Once the line with "Keypoint placement: for each instance of the trouser" is found in the entries below, repeat that line and every one after it exactly, ending at the last.

# # # # #

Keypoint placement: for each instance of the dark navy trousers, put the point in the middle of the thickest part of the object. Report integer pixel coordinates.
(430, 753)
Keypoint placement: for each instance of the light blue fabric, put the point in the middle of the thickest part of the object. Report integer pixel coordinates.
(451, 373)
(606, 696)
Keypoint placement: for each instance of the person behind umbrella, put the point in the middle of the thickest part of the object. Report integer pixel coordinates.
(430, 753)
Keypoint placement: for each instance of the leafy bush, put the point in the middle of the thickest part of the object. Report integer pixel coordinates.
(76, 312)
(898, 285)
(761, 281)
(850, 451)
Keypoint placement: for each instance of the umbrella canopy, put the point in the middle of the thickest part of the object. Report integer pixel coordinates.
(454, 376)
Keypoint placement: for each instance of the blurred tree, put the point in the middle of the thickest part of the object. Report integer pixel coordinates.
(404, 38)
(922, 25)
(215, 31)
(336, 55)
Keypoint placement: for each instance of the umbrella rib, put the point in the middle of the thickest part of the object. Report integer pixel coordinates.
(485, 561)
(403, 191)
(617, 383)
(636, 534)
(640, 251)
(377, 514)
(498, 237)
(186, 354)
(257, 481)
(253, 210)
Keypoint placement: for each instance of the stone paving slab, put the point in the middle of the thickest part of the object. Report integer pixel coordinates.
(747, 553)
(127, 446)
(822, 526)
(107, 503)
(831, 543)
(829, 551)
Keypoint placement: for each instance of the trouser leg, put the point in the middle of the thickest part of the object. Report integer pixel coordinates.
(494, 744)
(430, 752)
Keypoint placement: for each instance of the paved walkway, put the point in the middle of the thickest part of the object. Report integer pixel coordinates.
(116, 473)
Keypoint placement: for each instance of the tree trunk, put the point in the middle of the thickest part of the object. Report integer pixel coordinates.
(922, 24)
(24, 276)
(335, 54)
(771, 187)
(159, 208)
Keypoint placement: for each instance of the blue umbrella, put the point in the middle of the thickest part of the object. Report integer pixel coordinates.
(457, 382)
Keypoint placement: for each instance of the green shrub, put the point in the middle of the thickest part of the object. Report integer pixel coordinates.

# # # # #

Reply to the exercise:
Keypoint placement: for each instance of the trouser leg, put the point in the middle of the thickest part of the object. Report integer pixel coordinates.
(494, 744)
(430, 752)
Keypoint placement: for each instance of the paved walkway, put the point in the middle of the thickest part of the object. Report integer pixel coordinates.
(116, 473)
Keypoint placement: for each instance of the tree trunk, put the point in the middle of the thickest part of the object. Report integer pixel coordinates.
(922, 24)
(24, 276)
(335, 54)
(771, 187)
(159, 208)
Keypoint placement: for each instance of the blue umbrella, put the point in the middle of the thickest part of the object. Report integer pixel coordinates.
(457, 382)
Keypoint placement: for each instance of the green shrub, put the point in the middle of the thickest part of the object. Report integer pixel coordinates.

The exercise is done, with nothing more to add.